### EXTRAIT CHOISI

Le QSP suspend ses parutions / Le corps d’Elvis Akpa rapatrié au Nigéria
Le QSP suspend ses parutions
Le Quotidien des sans-papiers a publié 30 numéros, et décide de suspendre ses parutions régulières,
pour concentrer ses efforts sur son site sanspapiers.info, et sur le travail d’information audio-visuelle
commencé par la Télé des sans-papiers qui se prolonge dans le cadre de Télé-liberté.
Rappelons que le Quotidien des sans-papiers
est né à l’été 2007, pour briser l’isolement dont étaient victimes les
sans-papiers de Lille, organisés dans le CSP59, qui étaient alors en
grève de la faim et livraient une bataille héroïque contre le nouveau
régime à peine mis en place. Nous aurons ensuite assuré des parutions
très régulières – y compris quotidiennes dans un premier temps – pour
refléter autant que faire se pouvait le mouvement multiforme qui, de
RESF à l’ensemble des collectifs de sans-papiers, s’exprimait avec
force un peu partout sans que les canaux traditionnels d’information
remplissent toujours leur fonction. En cours de route nous aurons pu
voir par moments « le quotidien des sans-papiers »

### DONNÉES AFFICHÉES
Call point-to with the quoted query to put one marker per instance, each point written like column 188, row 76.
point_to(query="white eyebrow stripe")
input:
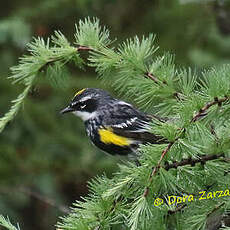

### CONSIGNE
Transcrivez mot pour mot le passage de l'extrait sur le Quotidien des sans-papiers qui va de « Le QSP suspend ses parutions / » jusqu'à « cadre de Télé-liberté. » inclus. Appuyez-vous uniquement sur l'extrait.

### RÉPONSE ATTENDUE
Le QSP suspend ses parutions / Le corps d’Elvis Akpa rapatrié au Nigéria
Le QSP suspend ses parutions
Le Quotidien des sans-papiers a publié 30 numéros, et décide de suspendre ses parutions régulières,
pour concentrer ses efforts sur son site sanspapiers.info, et sur le travail d’information audio-visuelle
commencé par la Télé des sans-papiers qui se prolonge dans le cadre de Télé-liberté.